Arthritis is a common condition that affects the joints, causing inflammation and pain. The two most common types are osteoarthritis and rheumatoid arthritis. We’ll take a look at these, along with rarer types of the condition and discuss the symptoms you may experience.
The symptoms of arthritis can be varied, it will depend on which type of arthritis you have and which joints are affected:
This is the most common type of arthritis and it usually develops as you get older (over 40), although people of any age may be affected.
Symptoms of osteoarthritis include pain, swelling and stiffness in a joint. You may also be able to hear a grating sound when you move.
The cartilage of a joint wears down, making movement more difficult and as it progresses it can lead to bone spurs and changes in the shape of the joint.
It most commonly affects knees, hips and joints in your hands, but can affect anywhere, and the severity will vary from person to person. You may notice it is worse after you’ve been still for a while, like when you get out of bed in the morning.
If you have these symptoms on a regular basis, it’s a good idea to see a GP.
This condition is caused by the immune system attacking the joints, usually starting with the outer covering of the joint. It can spread across the whole joint, causing it to change shape.
The main symptoms of rheumatoid arthritis include pain, stiffness and swelling in the joint. It may feel warm to touch, and tender and be worse in the morning, or after you’ve sat still for a while.

(Region pointing data)
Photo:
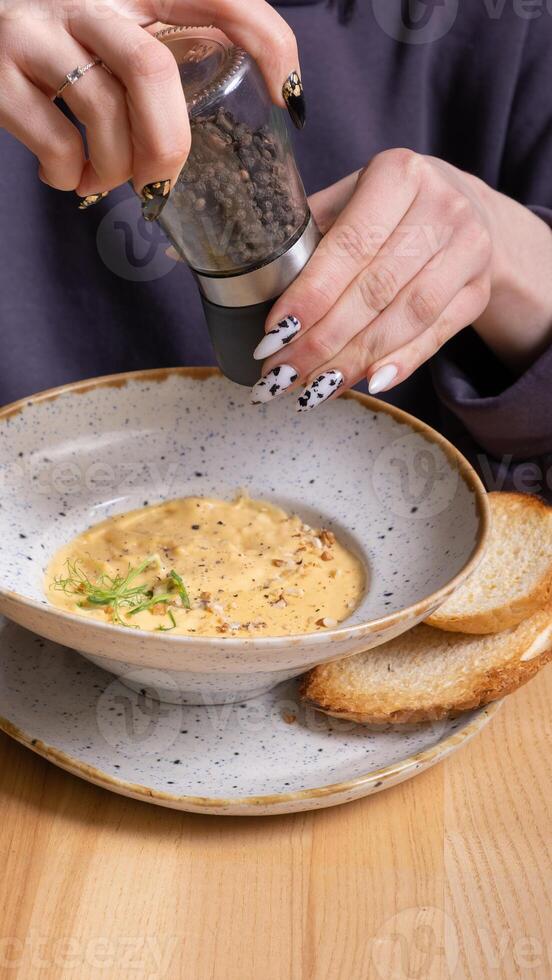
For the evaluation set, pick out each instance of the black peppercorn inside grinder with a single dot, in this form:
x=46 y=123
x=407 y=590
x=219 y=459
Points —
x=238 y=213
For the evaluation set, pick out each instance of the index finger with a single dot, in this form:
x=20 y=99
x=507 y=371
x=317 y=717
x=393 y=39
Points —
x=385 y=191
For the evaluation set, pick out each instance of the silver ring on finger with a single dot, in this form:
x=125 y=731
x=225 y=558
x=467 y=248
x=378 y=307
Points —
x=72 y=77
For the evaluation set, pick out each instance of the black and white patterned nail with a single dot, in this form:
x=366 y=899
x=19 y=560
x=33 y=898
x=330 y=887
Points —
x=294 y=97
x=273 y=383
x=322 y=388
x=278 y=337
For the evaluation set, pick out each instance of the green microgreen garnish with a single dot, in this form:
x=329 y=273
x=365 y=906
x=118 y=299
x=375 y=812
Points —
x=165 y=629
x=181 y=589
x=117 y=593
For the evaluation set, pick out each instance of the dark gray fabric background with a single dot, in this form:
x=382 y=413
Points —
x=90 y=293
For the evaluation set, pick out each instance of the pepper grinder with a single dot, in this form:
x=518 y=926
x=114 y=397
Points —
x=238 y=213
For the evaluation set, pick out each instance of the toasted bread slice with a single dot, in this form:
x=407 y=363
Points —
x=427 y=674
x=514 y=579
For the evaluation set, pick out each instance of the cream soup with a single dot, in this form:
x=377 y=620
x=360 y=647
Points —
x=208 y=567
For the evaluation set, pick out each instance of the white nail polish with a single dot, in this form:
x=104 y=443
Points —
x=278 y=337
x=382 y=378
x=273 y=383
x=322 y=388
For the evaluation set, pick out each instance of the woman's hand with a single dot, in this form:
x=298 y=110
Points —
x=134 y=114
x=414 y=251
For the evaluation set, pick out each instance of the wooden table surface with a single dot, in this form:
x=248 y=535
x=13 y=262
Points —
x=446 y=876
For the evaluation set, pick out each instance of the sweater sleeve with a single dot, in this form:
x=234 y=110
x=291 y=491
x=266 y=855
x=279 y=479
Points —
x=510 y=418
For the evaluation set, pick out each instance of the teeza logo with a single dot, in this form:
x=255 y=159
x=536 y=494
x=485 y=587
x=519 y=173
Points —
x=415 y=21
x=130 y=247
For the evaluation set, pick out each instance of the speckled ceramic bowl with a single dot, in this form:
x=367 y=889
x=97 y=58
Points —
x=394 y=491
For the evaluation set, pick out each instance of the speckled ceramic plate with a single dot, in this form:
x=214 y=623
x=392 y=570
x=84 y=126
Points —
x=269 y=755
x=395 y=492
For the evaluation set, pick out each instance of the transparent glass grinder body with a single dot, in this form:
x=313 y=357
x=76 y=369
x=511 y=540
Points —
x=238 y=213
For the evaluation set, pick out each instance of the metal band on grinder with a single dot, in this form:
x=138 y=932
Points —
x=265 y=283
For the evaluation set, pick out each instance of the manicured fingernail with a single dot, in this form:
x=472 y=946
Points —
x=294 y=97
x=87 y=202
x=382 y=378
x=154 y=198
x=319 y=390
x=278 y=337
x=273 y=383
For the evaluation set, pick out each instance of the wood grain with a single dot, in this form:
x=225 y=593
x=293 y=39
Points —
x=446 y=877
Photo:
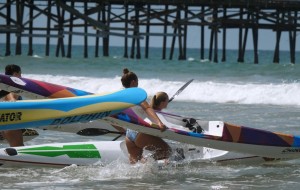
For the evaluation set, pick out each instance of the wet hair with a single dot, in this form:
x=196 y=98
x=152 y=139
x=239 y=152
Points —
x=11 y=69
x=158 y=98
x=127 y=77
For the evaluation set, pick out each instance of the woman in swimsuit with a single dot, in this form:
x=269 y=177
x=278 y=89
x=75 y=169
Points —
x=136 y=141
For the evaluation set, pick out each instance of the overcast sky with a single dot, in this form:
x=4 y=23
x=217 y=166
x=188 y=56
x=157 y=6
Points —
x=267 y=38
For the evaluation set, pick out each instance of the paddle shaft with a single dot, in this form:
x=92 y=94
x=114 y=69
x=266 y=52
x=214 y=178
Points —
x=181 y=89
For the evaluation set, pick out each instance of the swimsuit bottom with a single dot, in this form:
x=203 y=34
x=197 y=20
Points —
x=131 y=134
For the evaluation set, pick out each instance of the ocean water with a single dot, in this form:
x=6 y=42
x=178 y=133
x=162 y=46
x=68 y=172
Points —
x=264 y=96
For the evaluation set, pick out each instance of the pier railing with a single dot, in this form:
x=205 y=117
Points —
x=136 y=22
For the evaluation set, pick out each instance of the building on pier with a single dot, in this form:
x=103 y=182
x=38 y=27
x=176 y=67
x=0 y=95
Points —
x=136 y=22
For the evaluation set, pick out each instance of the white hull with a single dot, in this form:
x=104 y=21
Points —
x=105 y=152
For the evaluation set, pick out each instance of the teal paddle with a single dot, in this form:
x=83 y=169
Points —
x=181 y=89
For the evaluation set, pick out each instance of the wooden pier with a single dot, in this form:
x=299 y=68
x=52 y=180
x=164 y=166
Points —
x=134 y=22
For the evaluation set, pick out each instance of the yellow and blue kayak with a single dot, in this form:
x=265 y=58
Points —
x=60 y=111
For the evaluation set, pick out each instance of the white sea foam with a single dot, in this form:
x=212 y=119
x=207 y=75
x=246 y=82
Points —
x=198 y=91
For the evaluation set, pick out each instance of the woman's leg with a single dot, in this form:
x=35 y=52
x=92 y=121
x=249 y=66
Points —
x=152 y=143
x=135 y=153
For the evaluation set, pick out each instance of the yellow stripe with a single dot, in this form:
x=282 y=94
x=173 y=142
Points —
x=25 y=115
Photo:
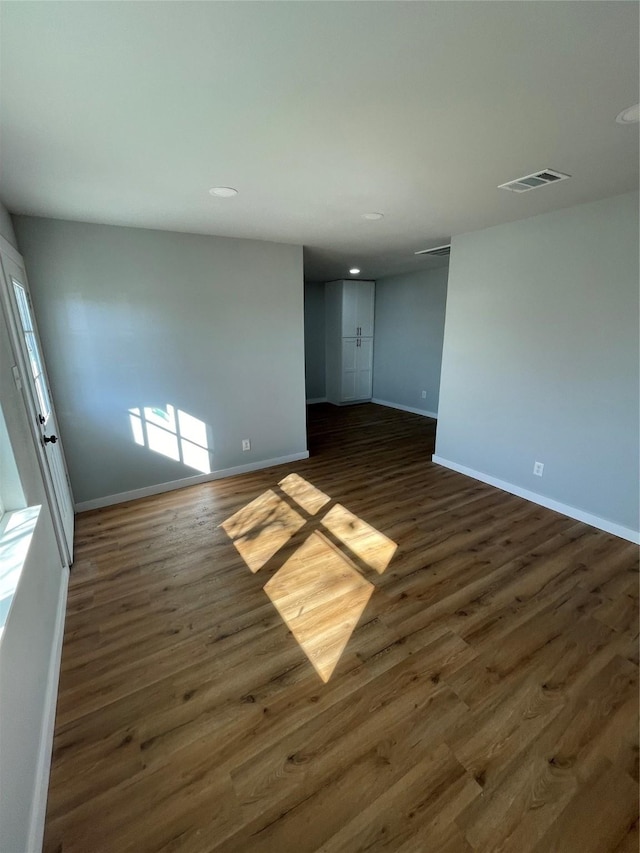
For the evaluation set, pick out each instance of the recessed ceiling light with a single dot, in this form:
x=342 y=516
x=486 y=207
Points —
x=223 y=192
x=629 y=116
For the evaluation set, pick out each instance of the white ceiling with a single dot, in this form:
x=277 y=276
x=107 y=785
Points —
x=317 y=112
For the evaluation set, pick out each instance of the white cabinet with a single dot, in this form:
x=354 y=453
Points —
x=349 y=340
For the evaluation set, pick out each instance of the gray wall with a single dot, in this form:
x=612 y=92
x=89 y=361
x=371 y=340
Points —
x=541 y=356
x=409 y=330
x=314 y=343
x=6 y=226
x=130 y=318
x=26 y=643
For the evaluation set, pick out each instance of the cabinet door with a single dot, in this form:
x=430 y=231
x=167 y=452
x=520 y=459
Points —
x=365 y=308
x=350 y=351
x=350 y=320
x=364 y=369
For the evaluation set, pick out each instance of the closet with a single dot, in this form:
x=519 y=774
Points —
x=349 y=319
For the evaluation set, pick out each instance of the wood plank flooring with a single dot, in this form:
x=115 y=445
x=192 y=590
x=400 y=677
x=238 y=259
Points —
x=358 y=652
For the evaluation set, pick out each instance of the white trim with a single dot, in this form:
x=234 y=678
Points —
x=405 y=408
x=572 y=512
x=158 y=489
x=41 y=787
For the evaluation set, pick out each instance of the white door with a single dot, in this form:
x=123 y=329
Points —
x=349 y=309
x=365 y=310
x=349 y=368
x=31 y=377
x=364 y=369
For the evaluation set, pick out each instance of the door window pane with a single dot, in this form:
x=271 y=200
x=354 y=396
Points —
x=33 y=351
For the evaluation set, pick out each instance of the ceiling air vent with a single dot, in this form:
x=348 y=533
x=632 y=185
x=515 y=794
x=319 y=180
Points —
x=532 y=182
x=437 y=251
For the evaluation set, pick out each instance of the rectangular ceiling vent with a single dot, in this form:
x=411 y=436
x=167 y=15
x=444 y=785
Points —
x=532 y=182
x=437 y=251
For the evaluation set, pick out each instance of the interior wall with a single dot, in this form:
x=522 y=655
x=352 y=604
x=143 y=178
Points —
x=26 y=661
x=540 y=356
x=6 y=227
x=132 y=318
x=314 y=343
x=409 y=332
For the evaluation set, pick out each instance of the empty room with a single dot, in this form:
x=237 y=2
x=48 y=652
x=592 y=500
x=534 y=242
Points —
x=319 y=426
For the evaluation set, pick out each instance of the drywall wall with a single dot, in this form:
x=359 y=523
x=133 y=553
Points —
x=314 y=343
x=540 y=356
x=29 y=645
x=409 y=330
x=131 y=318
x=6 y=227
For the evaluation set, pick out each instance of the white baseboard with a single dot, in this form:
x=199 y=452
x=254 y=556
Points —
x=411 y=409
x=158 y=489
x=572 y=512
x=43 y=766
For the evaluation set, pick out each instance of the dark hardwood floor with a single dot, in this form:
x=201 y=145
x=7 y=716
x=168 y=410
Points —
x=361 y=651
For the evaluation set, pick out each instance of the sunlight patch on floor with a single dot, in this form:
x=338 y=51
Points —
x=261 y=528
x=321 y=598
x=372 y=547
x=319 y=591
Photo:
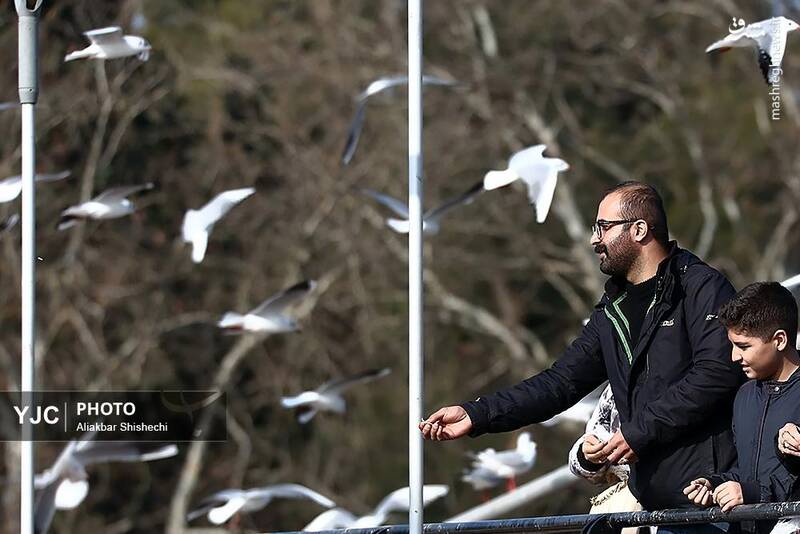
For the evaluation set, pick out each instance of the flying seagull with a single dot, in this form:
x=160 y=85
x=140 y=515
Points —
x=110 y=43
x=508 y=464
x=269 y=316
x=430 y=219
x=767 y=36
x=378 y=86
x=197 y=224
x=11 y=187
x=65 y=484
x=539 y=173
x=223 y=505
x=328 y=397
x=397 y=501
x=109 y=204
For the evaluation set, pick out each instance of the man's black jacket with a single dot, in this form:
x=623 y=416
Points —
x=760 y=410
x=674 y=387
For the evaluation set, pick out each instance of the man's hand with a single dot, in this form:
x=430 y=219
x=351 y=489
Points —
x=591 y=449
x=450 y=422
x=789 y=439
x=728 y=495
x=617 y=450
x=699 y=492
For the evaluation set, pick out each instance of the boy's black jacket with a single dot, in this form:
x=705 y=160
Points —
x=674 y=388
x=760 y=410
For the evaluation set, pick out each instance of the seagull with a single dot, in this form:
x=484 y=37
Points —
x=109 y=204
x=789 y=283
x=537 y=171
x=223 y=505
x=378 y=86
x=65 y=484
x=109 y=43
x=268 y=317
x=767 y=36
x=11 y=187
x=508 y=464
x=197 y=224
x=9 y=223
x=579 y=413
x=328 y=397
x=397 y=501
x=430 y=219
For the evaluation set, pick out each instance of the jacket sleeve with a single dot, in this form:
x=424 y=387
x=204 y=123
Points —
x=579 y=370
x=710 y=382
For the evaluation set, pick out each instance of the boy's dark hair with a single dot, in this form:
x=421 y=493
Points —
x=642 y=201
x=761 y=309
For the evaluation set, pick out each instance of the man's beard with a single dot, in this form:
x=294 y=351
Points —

:: REQUIRED ACTIONS ::
(1) List the main symptoms of rheumatoid arthritis named in the arthritis text's sentence that begins "The main symptoms of rheumatoid arthritis include".
(2) Carry on the arthritis text from its last sentence.

:: TASK RESULTS ::
(1) Pain, stiffness, swelling

(2)
The symptoms tend to start off quite mildly, and get worse over time in most people, but in some people they can come on very quickly.
Some people will develop rheumatoid nodules, which develop under the skin on your elbows, hands or feet. They are fleshy lumps that feel firm to touch.
You may also feel tired and irritable, and the condition can lead to depression in some cases, usually due to the pain and discomfort it causes.
Less commonly, you may also notice that you have lost weight, have inflammation in your eyes or in other parts of your body.
If you have stiffness in your joints when you wake up in the morning, and it doesn’t ease once you get up and start moving around, it’s a good idea to see a GP. Getting treatment for rheumatoid arthritis as quickly as you can is important, as your body reacts better the earlier the disease is caught.
Other rarer types of arthritis and their symptoms include:
This long term condition affects the bones and other structures associated with the spine. It causes inflammation, stiffness and pain.
This type of arthritis usually develops in people with psoriasis. Psoriatic arthritis symptoms include pain and swelling of the joints, which may lead to swelling in your fingers and toes. You may get pain in other areas of your body and the condition can also affect ligaments and tendons.
Juvenile Idiopathic Arthritis (JIA)
This condition causes joint inflammation in children under the age of 16 and is more common in girls. It makes joints painful, swollen and stiff, and the child may also have a fever, a rash and lose weight.
It can also cause eye problems, such as iritis (inflammation of the iris) or uveitis (inflammation of the middle layer of the eye), which can be serious, so treating it early is important.
This type of arthritis is caused by a bacterial infection. Symptoms include joint pain and stiffness in the infected joint, and pain when you move it.
You may also have a fever, feel very tired and the joint may become swollen. It is a serious condition, so you need to go to hospital as soon as possible for treatment.
This causes inflammation in the joints, urethra or eyes and usually follows an infection of the genital tract or bowel. It most commonly causes swelling and pain in the joints and tendons, pain when peeing, diarrhoea or eye pain and redness. You may only have one of these symptoms, but you should see a GP urgently.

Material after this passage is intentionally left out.